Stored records
□ □ □ □ □ □ □
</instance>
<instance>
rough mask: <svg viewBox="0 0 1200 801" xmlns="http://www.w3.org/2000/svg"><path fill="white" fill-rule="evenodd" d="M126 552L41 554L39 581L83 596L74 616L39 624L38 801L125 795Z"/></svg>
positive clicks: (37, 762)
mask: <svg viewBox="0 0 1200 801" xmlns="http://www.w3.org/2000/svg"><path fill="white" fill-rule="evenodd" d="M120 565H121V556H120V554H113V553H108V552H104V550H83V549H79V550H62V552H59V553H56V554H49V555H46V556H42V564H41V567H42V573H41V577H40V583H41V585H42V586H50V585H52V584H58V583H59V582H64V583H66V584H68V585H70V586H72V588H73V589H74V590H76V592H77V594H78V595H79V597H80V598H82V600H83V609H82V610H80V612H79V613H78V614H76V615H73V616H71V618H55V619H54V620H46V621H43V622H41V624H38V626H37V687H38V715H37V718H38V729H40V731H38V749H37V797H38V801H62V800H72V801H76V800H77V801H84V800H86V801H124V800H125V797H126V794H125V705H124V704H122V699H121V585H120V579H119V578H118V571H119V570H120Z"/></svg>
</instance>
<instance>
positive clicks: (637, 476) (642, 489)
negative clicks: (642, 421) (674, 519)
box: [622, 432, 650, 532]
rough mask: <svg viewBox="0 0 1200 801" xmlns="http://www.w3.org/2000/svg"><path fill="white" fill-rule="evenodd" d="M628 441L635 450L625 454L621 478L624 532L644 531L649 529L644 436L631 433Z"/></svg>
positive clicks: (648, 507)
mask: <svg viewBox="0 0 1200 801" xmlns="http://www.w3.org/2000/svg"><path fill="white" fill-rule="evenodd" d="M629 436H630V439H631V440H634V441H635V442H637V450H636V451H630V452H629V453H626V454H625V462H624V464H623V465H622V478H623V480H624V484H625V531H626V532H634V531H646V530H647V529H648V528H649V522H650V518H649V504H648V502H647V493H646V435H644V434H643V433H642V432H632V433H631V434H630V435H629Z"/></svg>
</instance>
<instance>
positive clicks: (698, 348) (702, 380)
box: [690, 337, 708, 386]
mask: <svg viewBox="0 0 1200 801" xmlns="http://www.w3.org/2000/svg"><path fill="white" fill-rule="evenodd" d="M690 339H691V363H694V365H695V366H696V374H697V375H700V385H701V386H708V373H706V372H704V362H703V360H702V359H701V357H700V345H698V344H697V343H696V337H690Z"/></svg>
□ □ □ □ □ □ □
WORK INSTRUCTIONS:
Filter the records above and return every line that holds the word "rough".

ANSWER BOX:
rough mask: <svg viewBox="0 0 1200 801" xmlns="http://www.w3.org/2000/svg"><path fill="white" fill-rule="evenodd" d="M126 552L41 554L39 581L83 596L74 616L39 624L38 801L125 795Z"/></svg>
rough mask: <svg viewBox="0 0 1200 801" xmlns="http://www.w3.org/2000/svg"><path fill="white" fill-rule="evenodd" d="M628 441L635 450L625 454L621 478L624 532L644 531L649 529L644 436L631 433Z"/></svg>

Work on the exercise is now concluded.